• [WHAT THE TASK REQUIRES] From the line that has "For each instance of the poster" down to the final line of the listing below, transcribe every line exactly, and only those.

[Records from a data collection]
====

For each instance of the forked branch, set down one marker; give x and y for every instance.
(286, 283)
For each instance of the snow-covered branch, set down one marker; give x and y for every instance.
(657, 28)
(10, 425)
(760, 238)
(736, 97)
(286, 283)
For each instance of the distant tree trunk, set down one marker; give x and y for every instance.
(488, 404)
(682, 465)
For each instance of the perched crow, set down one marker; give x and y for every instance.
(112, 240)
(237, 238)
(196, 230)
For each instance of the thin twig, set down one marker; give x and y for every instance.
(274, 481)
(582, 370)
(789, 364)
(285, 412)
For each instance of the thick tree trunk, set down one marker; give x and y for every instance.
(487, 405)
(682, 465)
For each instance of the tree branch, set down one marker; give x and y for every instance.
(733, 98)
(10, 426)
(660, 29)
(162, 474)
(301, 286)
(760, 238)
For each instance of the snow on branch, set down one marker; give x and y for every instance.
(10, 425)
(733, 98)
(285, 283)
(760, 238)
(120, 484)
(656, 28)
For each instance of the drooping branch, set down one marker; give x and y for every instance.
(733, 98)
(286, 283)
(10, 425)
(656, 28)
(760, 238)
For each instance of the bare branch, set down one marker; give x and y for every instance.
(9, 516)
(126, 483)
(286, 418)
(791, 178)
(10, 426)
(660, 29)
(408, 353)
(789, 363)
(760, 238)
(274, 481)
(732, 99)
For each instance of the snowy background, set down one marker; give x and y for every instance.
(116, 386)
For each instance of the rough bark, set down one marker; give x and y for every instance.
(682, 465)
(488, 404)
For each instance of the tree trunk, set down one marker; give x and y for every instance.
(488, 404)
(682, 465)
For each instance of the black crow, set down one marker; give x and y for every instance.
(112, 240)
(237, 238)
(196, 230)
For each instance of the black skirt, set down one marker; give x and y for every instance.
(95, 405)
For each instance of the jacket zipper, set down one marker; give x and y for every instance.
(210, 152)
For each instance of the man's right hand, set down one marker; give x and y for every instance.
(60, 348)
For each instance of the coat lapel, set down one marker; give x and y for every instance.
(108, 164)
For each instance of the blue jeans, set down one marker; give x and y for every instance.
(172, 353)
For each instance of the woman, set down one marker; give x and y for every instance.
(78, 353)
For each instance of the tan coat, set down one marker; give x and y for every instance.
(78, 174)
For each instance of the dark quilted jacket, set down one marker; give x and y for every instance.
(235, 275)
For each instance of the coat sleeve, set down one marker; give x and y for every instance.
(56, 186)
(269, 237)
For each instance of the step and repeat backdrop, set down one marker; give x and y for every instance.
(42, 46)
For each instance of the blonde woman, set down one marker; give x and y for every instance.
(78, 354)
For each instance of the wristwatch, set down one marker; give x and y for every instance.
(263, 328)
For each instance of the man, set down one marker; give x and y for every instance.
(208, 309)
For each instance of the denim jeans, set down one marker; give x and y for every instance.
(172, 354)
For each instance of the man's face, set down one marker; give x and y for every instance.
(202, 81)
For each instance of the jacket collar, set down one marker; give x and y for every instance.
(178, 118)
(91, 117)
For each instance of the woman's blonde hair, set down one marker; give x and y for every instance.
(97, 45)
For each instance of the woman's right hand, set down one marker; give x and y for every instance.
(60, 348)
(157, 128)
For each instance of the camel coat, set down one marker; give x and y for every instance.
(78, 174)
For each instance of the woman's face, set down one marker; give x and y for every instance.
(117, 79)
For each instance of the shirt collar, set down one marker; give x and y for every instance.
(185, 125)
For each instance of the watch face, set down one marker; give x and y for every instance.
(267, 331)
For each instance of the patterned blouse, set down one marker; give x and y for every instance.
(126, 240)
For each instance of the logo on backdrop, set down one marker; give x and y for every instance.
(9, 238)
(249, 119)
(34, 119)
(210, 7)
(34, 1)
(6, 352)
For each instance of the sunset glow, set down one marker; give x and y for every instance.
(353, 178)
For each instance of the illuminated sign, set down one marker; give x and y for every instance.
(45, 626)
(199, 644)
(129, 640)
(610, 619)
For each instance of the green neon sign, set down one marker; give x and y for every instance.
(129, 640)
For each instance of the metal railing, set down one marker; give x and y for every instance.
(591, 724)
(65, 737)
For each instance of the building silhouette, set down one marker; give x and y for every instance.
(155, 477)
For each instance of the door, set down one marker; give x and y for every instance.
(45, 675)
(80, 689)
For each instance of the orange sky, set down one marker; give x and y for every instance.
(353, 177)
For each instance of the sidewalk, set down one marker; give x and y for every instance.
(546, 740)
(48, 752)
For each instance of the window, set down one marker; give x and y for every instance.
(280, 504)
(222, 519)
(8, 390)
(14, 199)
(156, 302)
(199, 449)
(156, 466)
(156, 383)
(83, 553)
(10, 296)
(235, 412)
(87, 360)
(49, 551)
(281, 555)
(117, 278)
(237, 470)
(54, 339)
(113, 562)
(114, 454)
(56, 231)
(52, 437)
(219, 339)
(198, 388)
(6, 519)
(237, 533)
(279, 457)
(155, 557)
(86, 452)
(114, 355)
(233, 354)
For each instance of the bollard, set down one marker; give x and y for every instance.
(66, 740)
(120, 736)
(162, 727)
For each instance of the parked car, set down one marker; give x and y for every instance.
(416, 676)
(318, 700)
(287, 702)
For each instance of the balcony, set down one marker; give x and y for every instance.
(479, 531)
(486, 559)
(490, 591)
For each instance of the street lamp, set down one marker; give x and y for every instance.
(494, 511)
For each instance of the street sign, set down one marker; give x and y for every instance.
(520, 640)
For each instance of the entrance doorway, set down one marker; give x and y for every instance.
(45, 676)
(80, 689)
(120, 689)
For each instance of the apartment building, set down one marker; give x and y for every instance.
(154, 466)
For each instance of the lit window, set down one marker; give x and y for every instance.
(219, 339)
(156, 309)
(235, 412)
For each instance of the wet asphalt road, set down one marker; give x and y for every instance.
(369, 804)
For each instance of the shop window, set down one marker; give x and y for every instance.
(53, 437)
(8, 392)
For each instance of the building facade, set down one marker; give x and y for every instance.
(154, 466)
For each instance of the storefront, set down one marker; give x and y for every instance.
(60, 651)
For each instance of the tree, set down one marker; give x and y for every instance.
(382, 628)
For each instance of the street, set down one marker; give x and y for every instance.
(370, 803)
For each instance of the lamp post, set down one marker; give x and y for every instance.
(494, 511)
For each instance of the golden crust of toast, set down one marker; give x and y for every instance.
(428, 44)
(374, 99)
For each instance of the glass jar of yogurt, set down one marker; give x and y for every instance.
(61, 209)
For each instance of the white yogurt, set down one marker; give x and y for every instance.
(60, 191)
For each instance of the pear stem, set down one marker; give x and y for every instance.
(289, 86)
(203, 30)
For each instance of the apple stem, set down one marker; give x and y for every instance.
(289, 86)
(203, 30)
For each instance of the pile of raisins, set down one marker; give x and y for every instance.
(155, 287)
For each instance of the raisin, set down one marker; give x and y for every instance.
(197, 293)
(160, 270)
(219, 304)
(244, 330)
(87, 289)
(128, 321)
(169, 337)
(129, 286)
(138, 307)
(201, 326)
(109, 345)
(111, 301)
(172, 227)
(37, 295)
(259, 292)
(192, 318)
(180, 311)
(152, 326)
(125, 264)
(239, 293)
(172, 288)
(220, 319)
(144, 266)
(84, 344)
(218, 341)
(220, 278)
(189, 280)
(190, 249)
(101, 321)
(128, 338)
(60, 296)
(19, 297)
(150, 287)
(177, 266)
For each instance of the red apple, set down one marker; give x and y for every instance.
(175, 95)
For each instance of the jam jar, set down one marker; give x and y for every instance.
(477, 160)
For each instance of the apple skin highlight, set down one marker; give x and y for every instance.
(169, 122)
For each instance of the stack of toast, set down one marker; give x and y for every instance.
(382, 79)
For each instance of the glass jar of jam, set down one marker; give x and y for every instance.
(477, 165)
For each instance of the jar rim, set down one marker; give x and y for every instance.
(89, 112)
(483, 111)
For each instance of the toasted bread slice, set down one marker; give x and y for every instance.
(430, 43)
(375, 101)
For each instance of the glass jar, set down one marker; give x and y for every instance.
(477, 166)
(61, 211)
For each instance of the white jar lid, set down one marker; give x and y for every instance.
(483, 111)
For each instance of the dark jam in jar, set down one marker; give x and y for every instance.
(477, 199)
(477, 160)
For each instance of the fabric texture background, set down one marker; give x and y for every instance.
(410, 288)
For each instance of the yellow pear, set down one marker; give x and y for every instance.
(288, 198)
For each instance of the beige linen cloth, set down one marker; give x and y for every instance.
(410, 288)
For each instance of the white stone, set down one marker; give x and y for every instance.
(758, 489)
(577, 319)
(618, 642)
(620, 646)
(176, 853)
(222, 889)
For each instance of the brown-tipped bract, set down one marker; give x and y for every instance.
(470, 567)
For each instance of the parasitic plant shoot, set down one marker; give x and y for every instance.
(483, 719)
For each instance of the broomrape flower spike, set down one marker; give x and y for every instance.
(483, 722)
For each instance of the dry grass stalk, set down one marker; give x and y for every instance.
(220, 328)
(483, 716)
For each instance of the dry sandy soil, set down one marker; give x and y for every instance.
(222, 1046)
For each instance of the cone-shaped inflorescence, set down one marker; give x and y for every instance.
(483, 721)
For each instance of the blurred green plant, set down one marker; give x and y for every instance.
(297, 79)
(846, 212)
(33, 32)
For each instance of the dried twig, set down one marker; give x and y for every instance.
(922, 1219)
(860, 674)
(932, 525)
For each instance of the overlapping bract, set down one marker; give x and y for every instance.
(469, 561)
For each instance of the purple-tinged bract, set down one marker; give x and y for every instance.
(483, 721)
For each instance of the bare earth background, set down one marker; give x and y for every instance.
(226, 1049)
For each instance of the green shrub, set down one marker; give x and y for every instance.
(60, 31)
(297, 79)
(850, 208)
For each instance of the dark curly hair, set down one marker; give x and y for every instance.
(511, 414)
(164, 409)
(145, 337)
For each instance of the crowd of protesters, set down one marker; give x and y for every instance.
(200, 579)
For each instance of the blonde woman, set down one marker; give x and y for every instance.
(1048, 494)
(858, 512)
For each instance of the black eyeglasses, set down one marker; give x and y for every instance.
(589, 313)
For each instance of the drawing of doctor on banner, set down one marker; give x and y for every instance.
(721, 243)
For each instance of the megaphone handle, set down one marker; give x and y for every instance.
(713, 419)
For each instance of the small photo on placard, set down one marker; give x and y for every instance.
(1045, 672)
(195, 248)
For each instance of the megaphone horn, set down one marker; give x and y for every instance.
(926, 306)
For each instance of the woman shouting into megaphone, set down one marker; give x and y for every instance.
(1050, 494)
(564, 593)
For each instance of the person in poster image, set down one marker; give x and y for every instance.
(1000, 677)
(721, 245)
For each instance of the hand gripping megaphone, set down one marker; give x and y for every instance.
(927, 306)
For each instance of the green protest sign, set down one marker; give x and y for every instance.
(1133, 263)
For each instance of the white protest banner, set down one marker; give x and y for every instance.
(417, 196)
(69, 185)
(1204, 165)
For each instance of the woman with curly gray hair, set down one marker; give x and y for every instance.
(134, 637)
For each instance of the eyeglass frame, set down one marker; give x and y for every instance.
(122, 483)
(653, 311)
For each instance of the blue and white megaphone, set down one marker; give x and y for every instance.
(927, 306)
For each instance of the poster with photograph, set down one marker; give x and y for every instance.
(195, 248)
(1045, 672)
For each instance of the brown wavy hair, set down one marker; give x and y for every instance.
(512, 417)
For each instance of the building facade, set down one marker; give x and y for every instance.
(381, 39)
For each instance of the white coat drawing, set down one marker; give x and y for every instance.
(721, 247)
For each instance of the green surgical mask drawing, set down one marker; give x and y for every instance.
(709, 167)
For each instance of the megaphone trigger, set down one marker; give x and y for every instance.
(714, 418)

====

• [RESPONSE TO THIS TASK]
For each instance of the poster with photograph, set down one marker; give x and y for every instance.
(195, 248)
(1045, 672)
For each instance of the brown wavy hair, set down one marker; give x and y for every instance.
(512, 417)
For each instance of the building facade, set down one marker; give x and y for every instance.
(381, 39)
For each instance of the white coat drawing, set down one marker; give x and y for every instance.
(721, 247)
For each instance of the green surgical mask drawing, set down one marker; give x and y for every instance.
(709, 167)
For each instance of the megaphone trigger, set down one marker; give x and y for every instance.
(714, 418)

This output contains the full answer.